Task to carry out: Each entry needs to be restated exactly as written.

Input for this task:
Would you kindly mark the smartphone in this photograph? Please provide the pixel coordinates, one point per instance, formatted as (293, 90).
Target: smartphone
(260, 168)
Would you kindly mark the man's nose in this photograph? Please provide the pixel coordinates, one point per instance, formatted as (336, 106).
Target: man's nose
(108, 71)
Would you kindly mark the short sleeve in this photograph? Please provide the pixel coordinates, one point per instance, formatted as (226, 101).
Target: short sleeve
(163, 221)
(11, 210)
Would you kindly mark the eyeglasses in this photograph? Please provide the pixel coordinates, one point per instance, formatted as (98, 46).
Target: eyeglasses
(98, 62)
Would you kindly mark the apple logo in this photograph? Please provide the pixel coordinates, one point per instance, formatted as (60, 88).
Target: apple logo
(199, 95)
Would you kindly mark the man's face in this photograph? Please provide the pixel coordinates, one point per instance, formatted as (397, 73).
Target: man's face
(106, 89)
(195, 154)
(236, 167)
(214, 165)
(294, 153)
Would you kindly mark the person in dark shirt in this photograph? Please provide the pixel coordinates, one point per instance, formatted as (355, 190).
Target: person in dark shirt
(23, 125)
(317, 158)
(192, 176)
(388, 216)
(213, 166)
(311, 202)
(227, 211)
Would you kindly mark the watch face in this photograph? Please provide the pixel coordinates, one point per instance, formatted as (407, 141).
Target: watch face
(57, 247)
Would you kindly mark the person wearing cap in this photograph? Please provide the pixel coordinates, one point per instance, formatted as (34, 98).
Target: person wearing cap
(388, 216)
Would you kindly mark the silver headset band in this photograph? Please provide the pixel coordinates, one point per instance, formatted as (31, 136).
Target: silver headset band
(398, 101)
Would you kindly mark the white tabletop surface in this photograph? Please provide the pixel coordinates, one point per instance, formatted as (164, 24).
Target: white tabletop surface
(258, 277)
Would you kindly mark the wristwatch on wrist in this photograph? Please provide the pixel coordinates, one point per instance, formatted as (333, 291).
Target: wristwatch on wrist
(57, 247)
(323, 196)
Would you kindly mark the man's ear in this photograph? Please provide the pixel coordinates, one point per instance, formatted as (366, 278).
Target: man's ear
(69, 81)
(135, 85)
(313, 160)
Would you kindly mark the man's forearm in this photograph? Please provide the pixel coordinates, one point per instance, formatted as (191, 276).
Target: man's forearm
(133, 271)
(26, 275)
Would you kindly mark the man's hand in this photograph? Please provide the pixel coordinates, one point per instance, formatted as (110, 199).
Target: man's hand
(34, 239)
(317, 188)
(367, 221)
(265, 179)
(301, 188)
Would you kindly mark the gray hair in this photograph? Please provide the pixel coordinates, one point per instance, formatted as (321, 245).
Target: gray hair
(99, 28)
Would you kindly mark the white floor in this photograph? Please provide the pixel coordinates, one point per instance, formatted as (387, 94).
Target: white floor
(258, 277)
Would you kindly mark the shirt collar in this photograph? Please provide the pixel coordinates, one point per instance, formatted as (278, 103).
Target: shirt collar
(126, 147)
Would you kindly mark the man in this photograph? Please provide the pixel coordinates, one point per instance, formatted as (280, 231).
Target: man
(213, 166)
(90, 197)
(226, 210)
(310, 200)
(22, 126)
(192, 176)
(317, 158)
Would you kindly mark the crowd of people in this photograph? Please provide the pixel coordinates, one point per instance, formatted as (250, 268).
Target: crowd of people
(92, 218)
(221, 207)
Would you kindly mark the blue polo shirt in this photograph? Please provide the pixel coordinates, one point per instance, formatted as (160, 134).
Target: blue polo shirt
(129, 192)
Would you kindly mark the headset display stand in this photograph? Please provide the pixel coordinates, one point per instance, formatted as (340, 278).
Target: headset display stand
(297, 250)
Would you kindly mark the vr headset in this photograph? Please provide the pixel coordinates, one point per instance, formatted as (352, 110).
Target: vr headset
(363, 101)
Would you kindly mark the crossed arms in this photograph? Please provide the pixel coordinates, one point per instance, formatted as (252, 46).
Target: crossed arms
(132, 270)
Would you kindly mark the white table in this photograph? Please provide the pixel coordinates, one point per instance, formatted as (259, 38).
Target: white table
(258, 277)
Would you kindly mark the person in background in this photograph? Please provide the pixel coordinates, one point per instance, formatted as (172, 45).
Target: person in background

Written answer:
Would you kindly mark the smartphone in this photograph? Please provide the pixel coordinates, one point per instance, formatted as (293, 90).
Target: smartphone
(260, 168)
Would you kindly mark the man's nose in this photograph? Please provide the pixel coordinates, one point per instance, formatted as (336, 106).
Target: man's nose
(108, 71)
Would you kindly mark the short sleeve in this photograph? Please provide the pixel coordinates, one point per instance, formatted as (226, 101).
Target: short sleeve
(163, 221)
(11, 210)
Would you kindly mark the eyeglasses in this photograph? Please provide the pixel coordinates, one point per instance, formatted as (98, 46).
Target: eyeglasses
(98, 62)
Would you kindly mark the apple logo in this photograph? Please provide the pixel coordinates, one point per instance, formatted as (60, 88).
Target: apple logo
(199, 95)
Would you kindly mark the man's face in this photograph? Please provide the pixel coordinates, one point per instance, formatted as (397, 73).
Target: man's face
(106, 89)
(195, 154)
(236, 167)
(214, 165)
(294, 153)
Would you kindly mark the person in dark shirt in this photograph? Please provide the pixel coordinates, one point per instance, formatted as (355, 190).
Target: person in dark shirt
(23, 125)
(317, 158)
(192, 176)
(388, 216)
(213, 166)
(311, 202)
(227, 211)
Would you kindly mark the watch face in this photograph? Please provide the pixel coordinates, one point per instance, formatted as (407, 141).
Target: watch face
(57, 247)
Would you kindly mark the person wearing cap in this photograph? Please provide the pixel coordinates, one point per instance, formatted as (34, 98).
Target: person wearing cap
(388, 216)
Would you kindly mark the silver headset band in this photograph? Please provide the pixel coordinates, one point per instance, formatted as (31, 136).
Target: silver headset band
(398, 101)
Would you kindly mark the white tabletop surface in this photograph? Please provide the pixel coordinates, one point per instance, formatted as (164, 24).
Target: white tabletop surface
(258, 277)
Would you kindly mark the wristwatch on wrist in this photograph? Please provide the pixel coordinates, one point per instance, formatted as (333, 291).
Target: wristwatch on wrist
(57, 247)
(323, 196)
Would you kindly mark the man's ear in this photograph? Please provide the pixel coordinates, one point per instance, formatted as (366, 278).
Target: man's ear
(69, 81)
(135, 85)
(313, 160)
Would you kindly mark the man's forearm in this photograph? Please provide the pixel coordinates, one point per instance, formatted as (191, 276).
Target: man's forearm
(133, 271)
(26, 275)
Would you kindly mark the man's hand in this photograph? Please provide the pixel coordinates, one point per instance, formatted as (110, 199).
Target: man's hand
(34, 239)
(317, 188)
(367, 221)
(265, 179)
(301, 188)
Would you kindly mark the gray hair in this photograph? Please provide the pixel coordinates, one point per instance, formatted as (321, 245).
Target: gray hair
(99, 28)
Would you kindly mark the white floor in this photograph? Please provide the pixel coordinates, one point per instance, formatted as (387, 94).
Target: white floor
(258, 277)
Would you kindly mark the shirt collar in this photograph? Please provide the pixel coordinates, one point per instance, formatted as (278, 103).
Target: shirt collar
(126, 147)
Would you kindly mark the man in this photograph? Please provide the pixel coordinates, one point per instance, formatted as (280, 231).
Target: man
(213, 166)
(90, 197)
(226, 210)
(310, 200)
(22, 126)
(192, 176)
(317, 158)
Would you kindly mark the crowd of people in this photograph? Please provide the pixel coordinates, one point per instance, formatted as (250, 268).
Target: crowd of people
(92, 218)
(221, 207)
Would you kindly mark the blue polo shirt in this photograph? Please provide the pixel coordinates, one point per instance, formatted as (160, 134).
Target: blue polo shirt
(129, 192)
Would you kindly mark the headset display stand in this photograph? Please provide the pixel coordinates, one point per instance, formatted as (340, 278).
Target: headset display stand
(297, 250)
Would you kindly mark the vr headset in this photograph? Please provide the pixel coordinates, one point per instance, formatted as (352, 110).
Target: vr headset
(363, 101)
Would you kindly mark the crossed arms in this photograph? Please provide the pixel coordinates, one point per instance, formatted as (252, 46).
Target: crossed arms
(132, 270)
Would you kindly mark the white table in this photograph? Please provide the pixel coordinates, one point per instance, formatted as (259, 38).
Target: white table
(258, 277)
Would you kindly mark the person in background in this photograph? Please provide the pixel coordinates, one point per instance, formatted as (172, 45).
Target: person in background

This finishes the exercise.